ページ抜粋:
——

2008年に地球の裏側メキシコのグァナファトにてお惣菜デリカ「デリカミツ」を創業しました。2020年10月、12年半に渡って喜怒哀楽満載の思い出がつまった宝石箱を胸に代表を引退しました。このnoteではそんな日々を振り返り備忘録として、同じ失敗はしないように、またこれからの新しいストーリーの為に記していきます。

第一話 
2008年1月

宝石箱をひっくり返したような街

という形容詞がぴったりとあてはまる、世界遺産の小さな街の、誰も知らない路地裏に僕はいた。 

「本当にこんな場所でお店をやるのかい??」 

と旅人界隈ではちょっと名のしれたカルロスが心配そうに聞いた。カルロスは絵に書いたようなスケコマシで日本人が大好きで、何故だかわからないけど彼の周りには中南米を旅している旅人達が集まっていた。僕は所謂旅人ではなかったけれど、決して大きくはないこの街でカルロスに出会うのにそんなに時間はかからなかった。いつもボサボサの長髪に何重にも重なって日焼けしたドス黒い顔、ハンサムではないけどどこか危ない雰囲気を出すカルロスはいつも日本人の女の子を連れていた。まあ、カルロスから言わせれば ”知らないうちに一緒にいる” という感じで、その絶妙なオンナタラシのカルロスに女だけでなく、中南米を旅して刺激を求める旅人が彼に集まってきていた。そんなカルロスに何故か少しずつ嫌悪感を頂いていた僕も、彼が放ったその一言には同意するしかなかった。。

——

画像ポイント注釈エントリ
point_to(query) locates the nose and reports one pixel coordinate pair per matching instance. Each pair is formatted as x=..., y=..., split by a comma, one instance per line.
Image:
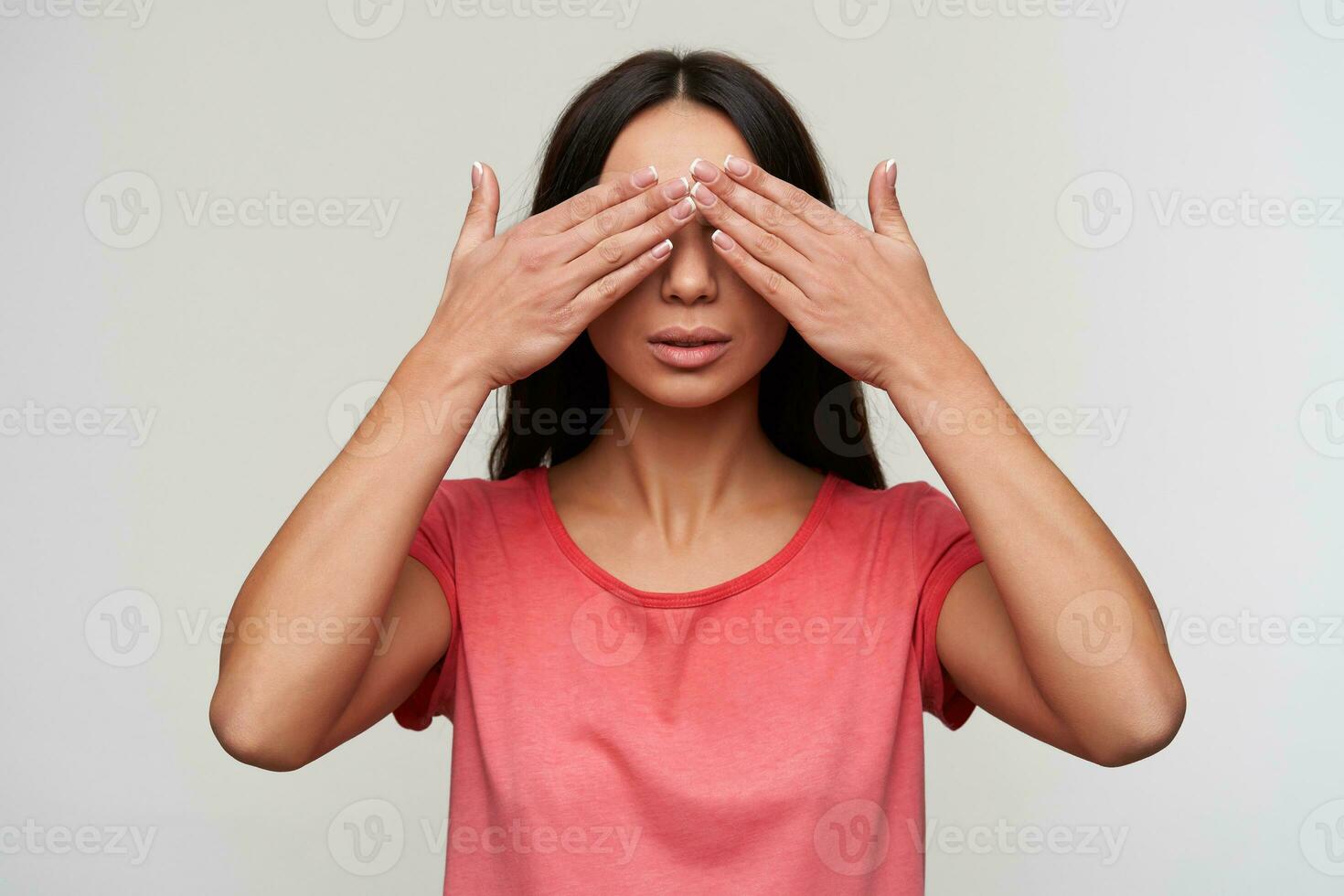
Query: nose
x=688, y=275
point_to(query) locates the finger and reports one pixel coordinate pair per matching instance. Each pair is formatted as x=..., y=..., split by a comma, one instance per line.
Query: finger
x=624, y=217
x=883, y=205
x=481, y=212
x=603, y=293
x=789, y=197
x=763, y=212
x=620, y=249
x=760, y=243
x=768, y=283
x=578, y=208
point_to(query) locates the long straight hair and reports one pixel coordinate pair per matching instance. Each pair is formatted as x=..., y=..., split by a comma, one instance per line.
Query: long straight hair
x=808, y=409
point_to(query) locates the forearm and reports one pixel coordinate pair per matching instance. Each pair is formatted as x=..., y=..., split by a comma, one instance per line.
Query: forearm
x=309, y=615
x=1081, y=612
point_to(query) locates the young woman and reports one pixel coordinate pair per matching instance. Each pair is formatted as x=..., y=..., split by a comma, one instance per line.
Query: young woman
x=686, y=633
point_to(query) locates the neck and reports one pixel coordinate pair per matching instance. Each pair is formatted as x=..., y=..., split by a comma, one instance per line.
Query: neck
x=682, y=461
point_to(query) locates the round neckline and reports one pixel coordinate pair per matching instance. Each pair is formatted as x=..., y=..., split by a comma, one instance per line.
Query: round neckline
x=672, y=600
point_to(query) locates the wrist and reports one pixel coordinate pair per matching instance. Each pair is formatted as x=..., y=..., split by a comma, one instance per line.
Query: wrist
x=440, y=378
x=933, y=371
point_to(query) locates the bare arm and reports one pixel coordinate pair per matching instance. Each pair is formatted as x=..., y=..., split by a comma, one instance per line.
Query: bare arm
x=1057, y=637
x=335, y=626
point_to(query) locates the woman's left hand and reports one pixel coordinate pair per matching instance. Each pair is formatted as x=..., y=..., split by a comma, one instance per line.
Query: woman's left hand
x=860, y=297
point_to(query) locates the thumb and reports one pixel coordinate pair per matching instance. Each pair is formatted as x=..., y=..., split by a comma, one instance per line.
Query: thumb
x=481, y=212
x=883, y=205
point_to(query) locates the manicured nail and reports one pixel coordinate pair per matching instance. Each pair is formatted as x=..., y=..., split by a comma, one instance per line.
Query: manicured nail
x=703, y=171
x=677, y=188
x=722, y=240
x=703, y=195
x=683, y=208
x=737, y=166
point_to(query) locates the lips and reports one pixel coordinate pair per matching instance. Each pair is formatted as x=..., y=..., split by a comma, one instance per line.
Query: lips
x=688, y=348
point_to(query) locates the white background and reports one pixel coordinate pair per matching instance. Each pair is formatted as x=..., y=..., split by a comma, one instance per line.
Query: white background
x=1206, y=340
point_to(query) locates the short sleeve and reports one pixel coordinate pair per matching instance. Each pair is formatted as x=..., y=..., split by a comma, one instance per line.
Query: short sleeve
x=943, y=549
x=433, y=547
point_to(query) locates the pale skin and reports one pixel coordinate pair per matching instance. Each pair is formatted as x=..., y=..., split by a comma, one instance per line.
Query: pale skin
x=698, y=495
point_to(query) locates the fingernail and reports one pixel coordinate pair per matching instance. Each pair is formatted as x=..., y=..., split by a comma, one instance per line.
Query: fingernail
x=703, y=195
x=703, y=171
x=645, y=176
x=683, y=208
x=677, y=188
x=722, y=240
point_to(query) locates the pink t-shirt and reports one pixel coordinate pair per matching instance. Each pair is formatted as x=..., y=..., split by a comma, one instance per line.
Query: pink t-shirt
x=760, y=736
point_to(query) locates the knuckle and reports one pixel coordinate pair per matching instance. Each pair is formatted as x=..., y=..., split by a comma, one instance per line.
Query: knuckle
x=608, y=222
x=611, y=251
x=562, y=316
x=777, y=217
x=766, y=243
x=582, y=208
x=534, y=257
x=609, y=286
x=795, y=199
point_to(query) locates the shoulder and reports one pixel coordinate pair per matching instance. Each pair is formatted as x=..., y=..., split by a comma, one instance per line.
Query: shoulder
x=906, y=501
x=476, y=498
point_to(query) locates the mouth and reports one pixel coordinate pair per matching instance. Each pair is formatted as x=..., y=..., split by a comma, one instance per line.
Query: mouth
x=688, y=348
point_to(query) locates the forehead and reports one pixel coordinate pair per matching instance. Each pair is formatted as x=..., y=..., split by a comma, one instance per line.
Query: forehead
x=669, y=136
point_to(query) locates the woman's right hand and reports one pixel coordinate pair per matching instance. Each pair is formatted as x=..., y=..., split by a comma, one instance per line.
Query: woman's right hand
x=514, y=303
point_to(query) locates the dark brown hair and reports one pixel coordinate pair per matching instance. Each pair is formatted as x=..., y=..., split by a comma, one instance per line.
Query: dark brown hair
x=808, y=407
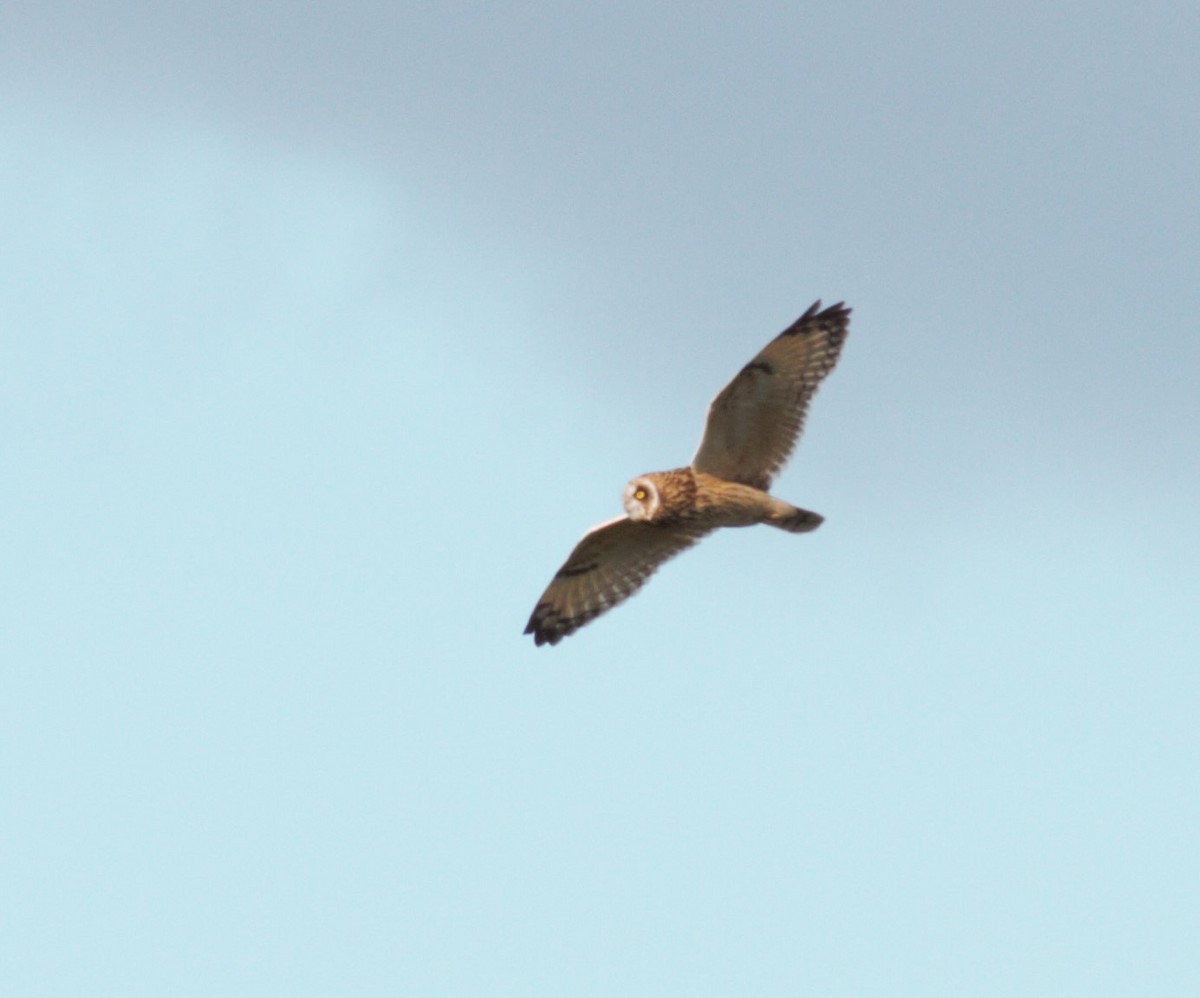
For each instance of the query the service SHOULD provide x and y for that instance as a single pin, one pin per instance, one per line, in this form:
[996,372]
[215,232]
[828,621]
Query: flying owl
[753,426]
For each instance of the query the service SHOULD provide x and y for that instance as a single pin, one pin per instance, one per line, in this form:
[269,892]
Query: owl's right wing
[755,421]
[607,566]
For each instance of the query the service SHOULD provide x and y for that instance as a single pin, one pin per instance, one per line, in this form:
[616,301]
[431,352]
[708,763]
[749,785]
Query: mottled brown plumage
[751,430]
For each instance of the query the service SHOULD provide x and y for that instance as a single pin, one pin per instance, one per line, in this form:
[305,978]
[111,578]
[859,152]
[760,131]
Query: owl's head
[642,499]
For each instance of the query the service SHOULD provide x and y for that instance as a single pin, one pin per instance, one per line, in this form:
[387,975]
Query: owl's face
[642,500]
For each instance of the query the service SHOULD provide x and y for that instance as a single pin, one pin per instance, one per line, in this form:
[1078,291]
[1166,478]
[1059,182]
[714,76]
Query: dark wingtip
[815,312]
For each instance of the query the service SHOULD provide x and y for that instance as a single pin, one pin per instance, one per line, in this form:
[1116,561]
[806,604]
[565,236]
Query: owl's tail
[793,519]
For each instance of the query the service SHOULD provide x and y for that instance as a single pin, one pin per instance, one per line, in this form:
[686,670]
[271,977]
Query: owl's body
[753,426]
[685,497]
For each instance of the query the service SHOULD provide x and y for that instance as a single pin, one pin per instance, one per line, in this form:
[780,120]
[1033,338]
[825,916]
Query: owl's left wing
[755,421]
[607,566]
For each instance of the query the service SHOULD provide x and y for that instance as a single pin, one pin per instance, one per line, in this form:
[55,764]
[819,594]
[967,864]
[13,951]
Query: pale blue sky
[328,330]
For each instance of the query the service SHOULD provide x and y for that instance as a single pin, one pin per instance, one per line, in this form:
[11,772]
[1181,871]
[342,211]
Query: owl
[753,426]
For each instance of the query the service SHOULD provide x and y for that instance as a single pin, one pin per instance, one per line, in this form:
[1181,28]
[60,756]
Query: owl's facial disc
[640,499]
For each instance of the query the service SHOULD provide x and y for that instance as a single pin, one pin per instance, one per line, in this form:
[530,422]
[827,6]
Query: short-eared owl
[753,426]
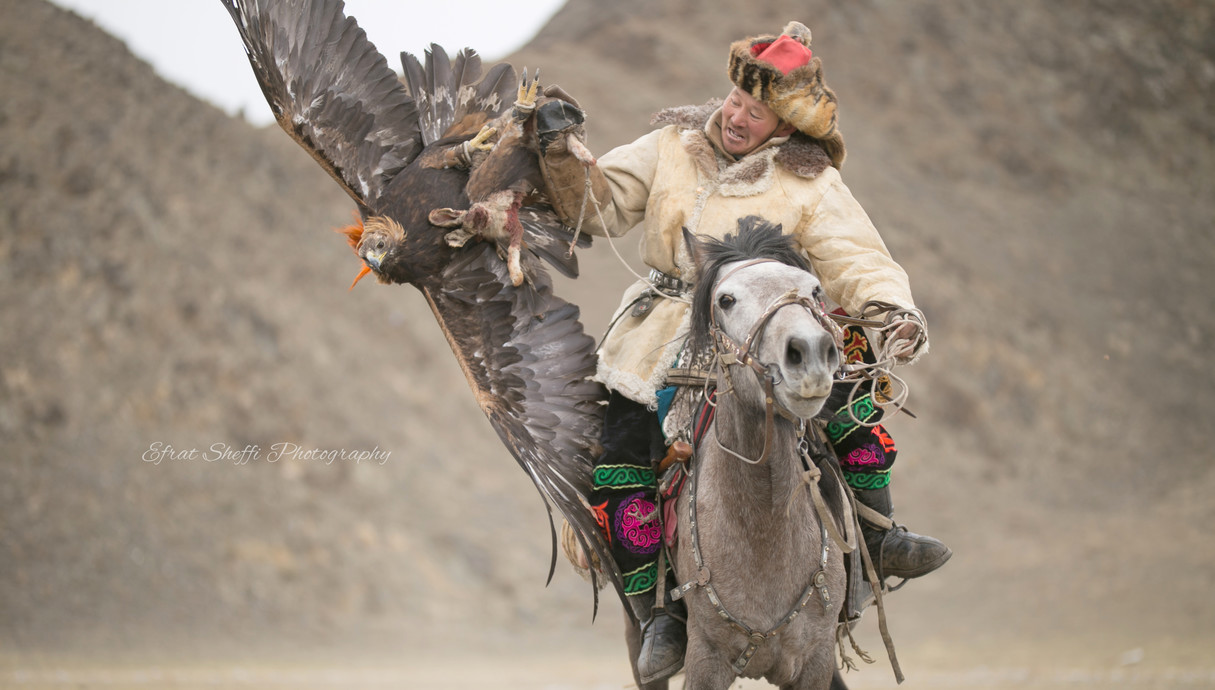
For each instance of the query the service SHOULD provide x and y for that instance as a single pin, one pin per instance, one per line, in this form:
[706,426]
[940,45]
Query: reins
[728,352]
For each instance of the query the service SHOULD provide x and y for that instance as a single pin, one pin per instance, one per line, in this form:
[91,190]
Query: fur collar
[801,154]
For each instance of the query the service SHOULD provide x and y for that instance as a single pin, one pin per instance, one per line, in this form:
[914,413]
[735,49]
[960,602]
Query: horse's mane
[757,238]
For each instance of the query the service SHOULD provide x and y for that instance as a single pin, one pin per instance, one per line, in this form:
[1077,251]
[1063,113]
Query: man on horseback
[773,150]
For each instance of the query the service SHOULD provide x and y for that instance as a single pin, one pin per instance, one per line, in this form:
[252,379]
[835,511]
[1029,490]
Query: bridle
[728,351]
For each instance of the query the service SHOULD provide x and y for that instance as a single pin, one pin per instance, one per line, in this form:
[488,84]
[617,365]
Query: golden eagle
[447,184]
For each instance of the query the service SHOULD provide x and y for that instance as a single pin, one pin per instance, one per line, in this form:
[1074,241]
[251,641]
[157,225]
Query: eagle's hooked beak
[362,272]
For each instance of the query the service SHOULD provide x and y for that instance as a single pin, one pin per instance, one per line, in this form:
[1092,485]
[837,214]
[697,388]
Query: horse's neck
[746,486]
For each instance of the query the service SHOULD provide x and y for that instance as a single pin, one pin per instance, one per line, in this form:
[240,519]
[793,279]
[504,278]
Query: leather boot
[663,642]
[898,552]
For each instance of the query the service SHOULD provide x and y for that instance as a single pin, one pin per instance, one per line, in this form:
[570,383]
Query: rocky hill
[168,278]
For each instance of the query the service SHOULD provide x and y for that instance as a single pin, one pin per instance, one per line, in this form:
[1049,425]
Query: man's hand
[908,339]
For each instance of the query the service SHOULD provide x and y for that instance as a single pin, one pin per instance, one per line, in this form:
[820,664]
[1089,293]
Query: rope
[588,194]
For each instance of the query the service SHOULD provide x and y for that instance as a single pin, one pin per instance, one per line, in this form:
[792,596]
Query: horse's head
[758,305]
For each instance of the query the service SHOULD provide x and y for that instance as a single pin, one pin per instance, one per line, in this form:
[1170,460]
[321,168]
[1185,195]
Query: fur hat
[783,73]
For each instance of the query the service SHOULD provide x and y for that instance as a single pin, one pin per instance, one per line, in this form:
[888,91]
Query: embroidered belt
[667,283]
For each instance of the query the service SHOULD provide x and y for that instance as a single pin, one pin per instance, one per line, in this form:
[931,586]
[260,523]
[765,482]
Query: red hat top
[786,54]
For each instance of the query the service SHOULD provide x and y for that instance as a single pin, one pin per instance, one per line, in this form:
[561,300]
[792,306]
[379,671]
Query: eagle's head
[379,242]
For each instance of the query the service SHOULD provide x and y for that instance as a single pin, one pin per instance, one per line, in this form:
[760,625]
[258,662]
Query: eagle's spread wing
[530,365]
[331,90]
[523,349]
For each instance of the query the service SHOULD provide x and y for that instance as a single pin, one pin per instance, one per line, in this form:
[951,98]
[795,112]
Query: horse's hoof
[663,640]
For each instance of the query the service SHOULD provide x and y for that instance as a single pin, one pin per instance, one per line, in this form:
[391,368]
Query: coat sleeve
[621,184]
[848,254]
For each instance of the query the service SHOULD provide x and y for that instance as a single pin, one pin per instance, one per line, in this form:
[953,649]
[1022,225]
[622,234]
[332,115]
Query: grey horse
[762,581]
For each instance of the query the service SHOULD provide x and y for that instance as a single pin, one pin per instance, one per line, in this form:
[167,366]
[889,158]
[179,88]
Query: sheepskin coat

——

課題の概要: グァナファトでの惣菜店創業を振り返る文章の続きを、最後の文の次から書いてください。 レコードの内容は、グァナファトでの惣菜店創業を振り返る文章とは関係がありません。

最終結果:
「そうだよね。。ここ誰も人が通らないし。。こんなところに路地があるなんて誰が知ってるんだろ?」 

「だろ?俺もお前に連れて来られるまでは知らなかったよ」

と何十年も住んでいるカルロスが呆れたように言ったけど、彼が出した代替え案は

「車で8時間くらい行くとマリファナがたっぷり吸えるビーチがあるんだ。そこでお店を出したらどうだ?」

だった。。ので無視したんだけど、よく考えれば ”マリファナを吸いまくって日本食を食べるなんてクールなんだ” と言ったカルロスはもしかしたら ”体験を提供する” という現在の飲食店の黄金ルールをその時に僕に教えようとしていたのかもしれない。。 

んなわけないか。。。

だけど、

そんな彼の生き方が羨ましく思えたり思えなかったり、その時の僕には3歳になったばかりの長男がいたのに、ビーチでマリファナを吸いまくってお店をやるという選択肢が現実的には思えなかった。 

地球の裏側でなんのツテも、経験もお金も、ビザさえもない僕が人っ子一人通らない路地裏でお店をやろうとしていることの方が、カルロスからしたら非現実的だったのかもしれない。
カルロスには年に数回だけ会うという5歳の息子がいて、気が向いたら旅の途中の日本人女子と束の間の恋愛を楽しんでいる。そんなハッピーなライフがあるわけで、そもそも自分で商売をするという発想が彼の辞書にはないのだ。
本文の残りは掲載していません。